(WHAT THE EXERCISE ASKS)
From the line containing "Detect each gas" down to the last line of the data, output each line word for word and include nothing else.

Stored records
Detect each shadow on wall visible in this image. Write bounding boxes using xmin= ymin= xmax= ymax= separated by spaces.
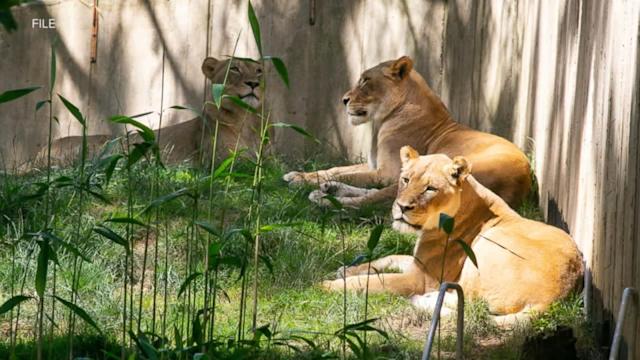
xmin=256 ymin=0 xmax=361 ymax=162
xmin=1 ymin=1 xmax=212 ymax=168
xmin=257 ymin=0 xmax=447 ymax=163
xmin=443 ymin=0 xmax=640 ymax=355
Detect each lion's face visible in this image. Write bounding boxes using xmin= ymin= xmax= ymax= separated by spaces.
xmin=392 ymin=147 xmax=471 ymax=233
xmin=342 ymin=56 xmax=414 ymax=126
xmin=202 ymin=57 xmax=263 ymax=110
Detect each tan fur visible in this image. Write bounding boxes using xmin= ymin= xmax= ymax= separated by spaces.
xmin=284 ymin=56 xmax=531 ymax=209
xmin=323 ymin=148 xmax=583 ymax=316
xmin=23 ymin=57 xmax=264 ymax=170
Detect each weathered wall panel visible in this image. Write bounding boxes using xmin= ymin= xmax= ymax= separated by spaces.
xmin=441 ymin=0 xmax=640 ymax=356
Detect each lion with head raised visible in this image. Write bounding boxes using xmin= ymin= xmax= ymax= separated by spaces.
xmin=284 ymin=56 xmax=531 ymax=209
xmin=25 ymin=57 xmax=264 ymax=170
xmin=323 ymin=147 xmax=583 ymax=320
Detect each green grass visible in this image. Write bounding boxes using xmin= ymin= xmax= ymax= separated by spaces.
xmin=0 ymin=156 xmax=596 ymax=359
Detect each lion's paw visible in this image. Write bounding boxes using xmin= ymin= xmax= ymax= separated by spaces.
xmin=283 ymin=171 xmax=305 ymax=184
xmin=319 ymin=181 xmax=341 ymax=195
xmin=410 ymin=293 xmax=453 ymax=316
xmin=321 ymin=279 xmax=341 ymax=291
xmin=308 ymin=190 xmax=330 ymax=206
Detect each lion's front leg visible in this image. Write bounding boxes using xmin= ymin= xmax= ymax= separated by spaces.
xmin=329 ymin=170 xmax=387 ymax=188
xmin=337 ymin=255 xmax=416 ymax=278
xmin=322 ymin=272 xmax=425 ymax=297
xmin=283 ymin=163 xmax=369 ymax=185
xmin=308 ymin=181 xmax=378 ymax=207
xmin=309 ymin=183 xmax=398 ymax=208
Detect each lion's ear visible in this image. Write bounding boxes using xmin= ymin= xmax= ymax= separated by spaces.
xmin=390 ymin=56 xmax=413 ymax=80
xmin=202 ymin=57 xmax=219 ymax=79
xmin=446 ymin=156 xmax=471 ymax=185
xmin=400 ymin=146 xmax=419 ymax=165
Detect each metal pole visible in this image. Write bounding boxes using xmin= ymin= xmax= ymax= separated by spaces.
xmin=609 ymin=287 xmax=637 ymax=360
xmin=422 ymin=282 xmax=464 ymax=360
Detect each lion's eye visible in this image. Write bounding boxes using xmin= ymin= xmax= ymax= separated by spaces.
xmin=424 ymin=186 xmax=438 ymax=193
xmin=360 ymin=77 xmax=369 ymax=87
xmin=230 ymin=66 xmax=240 ymax=73
xmin=401 ymin=177 xmax=409 ymax=185
xmin=256 ymin=68 xmax=263 ymax=76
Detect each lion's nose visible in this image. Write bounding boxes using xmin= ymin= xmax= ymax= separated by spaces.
xmin=398 ymin=203 xmax=414 ymax=213
xmin=245 ymin=81 xmax=259 ymax=89
xmin=342 ymin=96 xmax=350 ymax=106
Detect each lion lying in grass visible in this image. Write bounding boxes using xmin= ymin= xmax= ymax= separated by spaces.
xmin=323 ymin=146 xmax=583 ymax=320
xmin=25 ymin=57 xmax=263 ymax=170
xmin=284 ymin=56 xmax=531 ymax=209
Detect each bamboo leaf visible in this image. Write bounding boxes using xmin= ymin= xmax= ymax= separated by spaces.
xmin=35 ymin=242 xmax=50 ymax=297
xmin=454 ymin=239 xmax=478 ymax=268
xmin=247 ymin=1 xmax=262 ymax=55
xmin=93 ymin=226 xmax=128 ymax=249
xmin=129 ymin=331 xmax=159 ymax=360
xmin=213 ymin=154 xmax=235 ymax=179
xmin=367 ymin=224 xmax=384 ymax=253
xmin=0 ymin=86 xmax=41 ymax=104
xmin=259 ymin=254 xmax=274 ymax=276
xmin=212 ymin=83 xmax=225 ymax=109
xmin=83 ymin=187 xmax=111 ymax=204
xmin=263 ymin=56 xmax=289 ymax=87
xmin=207 ymin=243 xmax=222 ymax=271
xmin=177 ymin=272 xmax=202 ymax=298
xmin=195 ymin=221 xmax=221 ymax=238
xmin=140 ymin=188 xmax=191 ymax=215
xmin=224 ymin=228 xmax=253 ymax=243
xmin=125 ymin=142 xmax=152 ymax=168
xmin=103 ymin=154 xmax=123 ymax=185
xmin=322 ymin=194 xmax=343 ymax=210
xmin=0 ymin=9 xmax=18 ymax=33
xmin=58 ymin=94 xmax=85 ymax=126
xmin=438 ymin=213 xmax=454 ymax=235
xmin=109 ymin=115 xmax=155 ymax=143
xmin=192 ymin=315 xmax=203 ymax=346
xmin=223 ymin=95 xmax=257 ymax=113
xmin=270 ymin=122 xmax=319 ymax=143
xmin=39 ymin=231 xmax=91 ymax=263
xmin=54 ymin=296 xmax=102 ymax=334
xmin=35 ymin=99 xmax=50 ymax=112
xmin=130 ymin=111 xmax=154 ymax=119
xmin=174 ymin=325 xmax=183 ymax=350
xmin=254 ymin=324 xmax=272 ymax=341
xmin=105 ymin=216 xmax=148 ymax=228
xmin=258 ymin=222 xmax=302 ymax=233
xmin=167 ymin=105 xmax=201 ymax=118
xmin=0 ymin=295 xmax=33 ymax=316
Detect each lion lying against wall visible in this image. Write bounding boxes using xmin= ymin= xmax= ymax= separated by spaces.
xmin=23 ymin=57 xmax=264 ymax=171
xmin=323 ymin=147 xmax=583 ymax=321
xmin=284 ymin=56 xmax=531 ymax=209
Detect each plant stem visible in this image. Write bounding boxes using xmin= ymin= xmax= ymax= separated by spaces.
xmin=152 ymin=50 xmax=166 ymax=335
xmin=202 ymin=119 xmax=219 ymax=346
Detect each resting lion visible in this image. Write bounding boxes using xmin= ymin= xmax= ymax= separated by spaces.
xmin=284 ymin=56 xmax=531 ymax=209
xmin=323 ymin=147 xmax=583 ymax=319
xmin=24 ymin=57 xmax=263 ymax=170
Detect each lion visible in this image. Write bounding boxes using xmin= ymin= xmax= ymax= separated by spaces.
xmin=24 ymin=57 xmax=263 ymax=170
xmin=323 ymin=147 xmax=583 ymax=320
xmin=283 ymin=56 xmax=531 ymax=209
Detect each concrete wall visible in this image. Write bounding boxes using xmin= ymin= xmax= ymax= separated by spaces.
xmin=1 ymin=0 xmax=639 ymax=356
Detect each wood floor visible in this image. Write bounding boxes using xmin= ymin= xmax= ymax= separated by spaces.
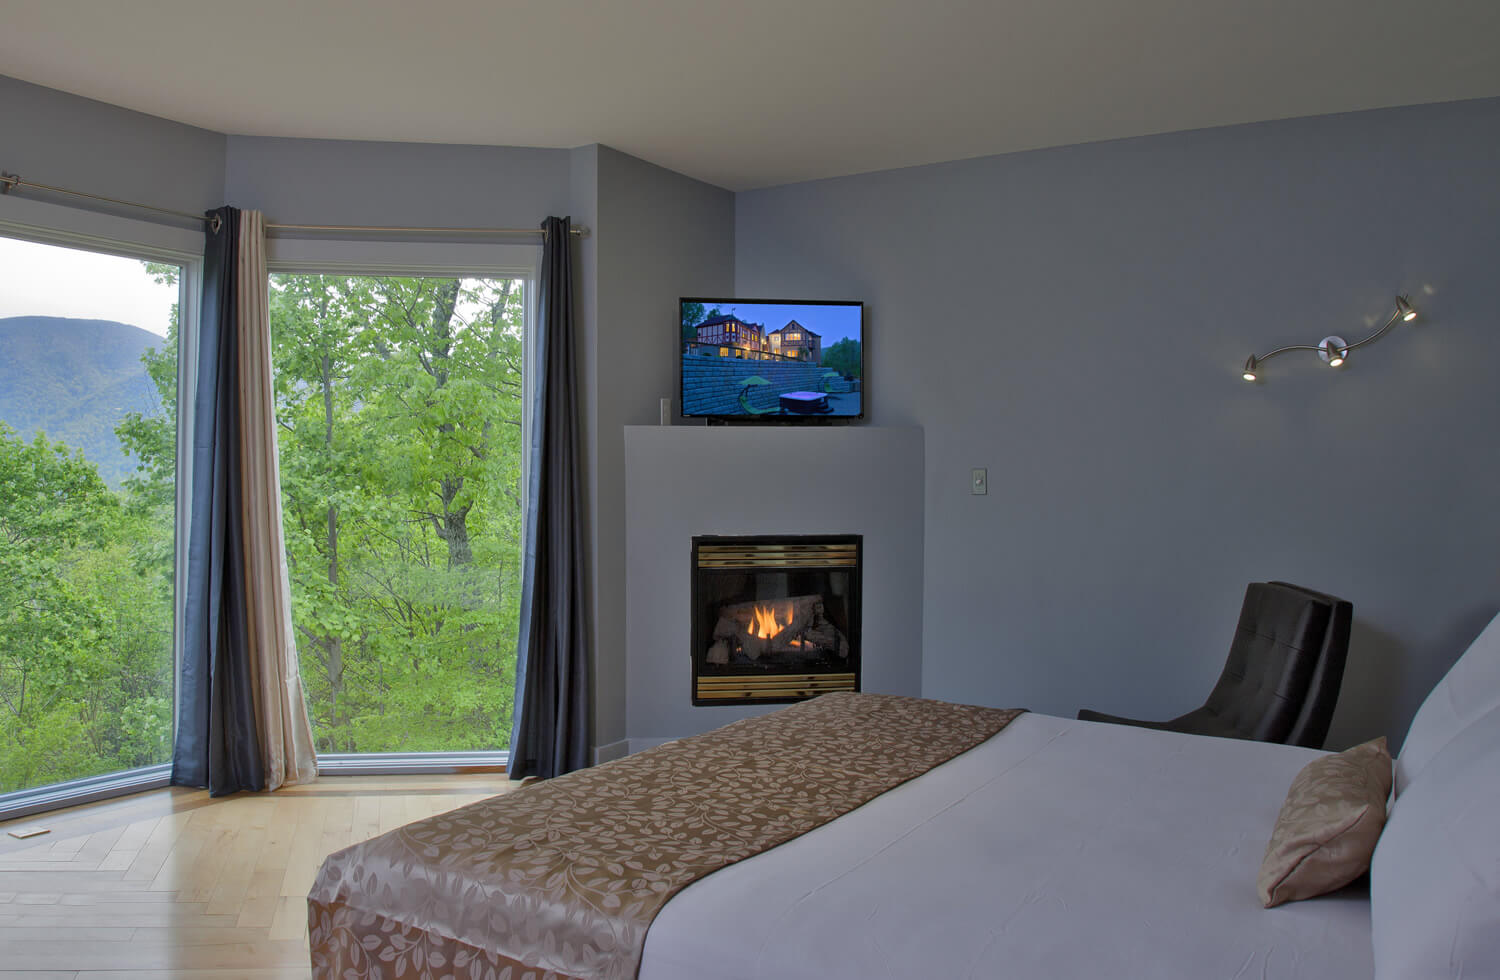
xmin=0 ymin=773 xmax=513 ymax=979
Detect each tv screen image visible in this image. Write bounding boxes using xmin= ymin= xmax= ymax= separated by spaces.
xmin=680 ymin=298 xmax=863 ymax=420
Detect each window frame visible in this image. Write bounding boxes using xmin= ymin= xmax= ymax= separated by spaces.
xmin=265 ymin=237 xmax=539 ymax=775
xmin=0 ymin=194 xmax=203 ymax=821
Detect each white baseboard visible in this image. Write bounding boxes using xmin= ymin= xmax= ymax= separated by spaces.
xmin=592 ymin=739 xmax=631 ymax=765
xmin=593 ymin=737 xmax=686 ymax=762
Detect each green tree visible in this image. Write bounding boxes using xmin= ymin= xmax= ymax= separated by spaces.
xmin=269 ymin=274 xmax=524 ymax=754
xmin=822 ymin=337 xmax=862 ymax=379
xmin=116 ymin=262 xmax=181 ymax=519
xmin=0 ymin=425 xmax=170 ymax=790
xmin=681 ymin=302 xmax=723 ymax=346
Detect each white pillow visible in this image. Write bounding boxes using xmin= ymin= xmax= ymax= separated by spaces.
xmin=1396 ymin=611 xmax=1500 ymax=795
xmin=1371 ymin=701 xmax=1500 ymax=979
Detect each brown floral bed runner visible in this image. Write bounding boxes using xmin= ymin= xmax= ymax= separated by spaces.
xmin=308 ymin=692 xmax=1023 ymax=979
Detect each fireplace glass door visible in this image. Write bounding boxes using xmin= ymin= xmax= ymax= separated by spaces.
xmin=691 ymin=535 xmax=861 ymax=705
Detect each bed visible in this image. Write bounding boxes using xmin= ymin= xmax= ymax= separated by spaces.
xmin=640 ymin=711 xmax=1368 ymax=980
xmin=309 ymin=613 xmax=1500 ymax=980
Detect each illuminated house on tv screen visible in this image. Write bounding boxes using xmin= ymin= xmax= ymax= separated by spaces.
xmin=681 ymin=301 xmax=861 ymax=418
xmin=693 ymin=315 xmax=823 ymax=363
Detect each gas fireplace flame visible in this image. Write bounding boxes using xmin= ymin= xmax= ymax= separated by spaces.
xmin=746 ymin=603 xmax=791 ymax=640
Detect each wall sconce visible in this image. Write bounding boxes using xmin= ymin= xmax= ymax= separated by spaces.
xmin=1240 ymin=295 xmax=1419 ymax=382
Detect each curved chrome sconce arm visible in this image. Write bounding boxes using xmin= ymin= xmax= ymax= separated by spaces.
xmin=1241 ymin=295 xmax=1418 ymax=382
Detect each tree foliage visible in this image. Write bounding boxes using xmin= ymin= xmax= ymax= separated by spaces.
xmin=268 ymin=274 xmax=524 ymax=754
xmin=268 ymin=274 xmax=522 ymax=750
xmin=680 ymin=302 xmax=722 ymax=345
xmin=822 ymin=337 xmax=862 ymax=379
xmin=0 ymin=423 xmax=173 ymax=791
xmin=0 ymin=269 xmax=525 ymax=794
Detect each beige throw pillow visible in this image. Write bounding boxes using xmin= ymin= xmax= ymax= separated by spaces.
xmin=1258 ymin=736 xmax=1392 ymax=908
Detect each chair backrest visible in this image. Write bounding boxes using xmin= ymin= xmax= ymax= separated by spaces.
xmin=1202 ymin=582 xmax=1338 ymax=743
xmin=1269 ymin=581 xmax=1353 ymax=749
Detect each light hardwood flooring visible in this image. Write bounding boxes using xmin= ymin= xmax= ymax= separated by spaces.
xmin=0 ymin=773 xmax=514 ymax=979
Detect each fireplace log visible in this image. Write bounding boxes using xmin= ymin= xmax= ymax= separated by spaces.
xmin=717 ymin=594 xmax=847 ymax=660
xmin=705 ymin=640 xmax=731 ymax=665
xmin=741 ymin=632 xmax=768 ymax=661
xmin=712 ymin=616 xmax=740 ymax=641
xmin=803 ymin=622 xmax=849 ymax=658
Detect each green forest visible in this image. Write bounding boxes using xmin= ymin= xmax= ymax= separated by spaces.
xmin=822 ymin=337 xmax=862 ymax=379
xmin=0 ymin=269 xmax=524 ymax=793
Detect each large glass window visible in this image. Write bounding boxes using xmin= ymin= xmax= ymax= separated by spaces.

(RESPONSE TO THIS TASK)
Detect each gas fireplace flame visible in this image. Write bounding boxes using xmin= ymin= xmax= ymax= separated by spaces.
xmin=746 ymin=603 xmax=791 ymax=640
Detect each wall sconce visible in this image. Write bounding boxes using xmin= ymin= xmax= ymax= separated by spaces.
xmin=1240 ymin=295 xmax=1419 ymax=382
Detect each curved chrome sconce arm visible in this image. Write bounding boxes using xmin= ymin= xmax= ymax= separated by spaces.
xmin=1241 ymin=295 xmax=1418 ymax=382
Detect each tree foliage visible in this image. Write bounding boxes using xmin= ymin= xmax= ymax= separated by spaces.
xmin=268 ymin=274 xmax=524 ymax=754
xmin=268 ymin=274 xmax=522 ymax=750
xmin=680 ymin=302 xmax=722 ymax=345
xmin=822 ymin=337 xmax=862 ymax=379
xmin=0 ymin=423 xmax=173 ymax=791
xmin=0 ymin=269 xmax=525 ymax=794
Detect each beige throw pillow visible in this image. Write bounding boxes using xmin= ymin= xmax= ymax= separated by spaces.
xmin=1258 ymin=736 xmax=1392 ymax=908
Detect each chair backrest visible in this image. Write bounding boxes using xmin= ymin= xmax= ymax= separated by spaces.
xmin=1202 ymin=582 xmax=1338 ymax=743
xmin=1269 ymin=581 xmax=1353 ymax=749
Detect each light hardwood flooring visible in this image. Write bounding boxes using xmin= ymin= xmax= ymax= separated by spaces.
xmin=0 ymin=773 xmax=514 ymax=979
Detect each fireplace log visible in this image. Write bounding boxes using xmin= ymin= xmax= ymax= separated by spaces.
xmin=717 ymin=594 xmax=847 ymax=660
xmin=705 ymin=640 xmax=731 ymax=665
xmin=741 ymin=632 xmax=768 ymax=661
xmin=712 ymin=616 xmax=740 ymax=641
xmin=803 ymin=622 xmax=849 ymax=658
Detect each green forest visible in this image. Write bounding boxes using xmin= ymin= xmax= ymax= separated by spaces.
xmin=822 ymin=337 xmax=862 ymax=379
xmin=0 ymin=269 xmax=524 ymax=793
Detect each large glass window visible in this image. Write bounding boxes using xmin= ymin= xmax= ymax= separated by spaces.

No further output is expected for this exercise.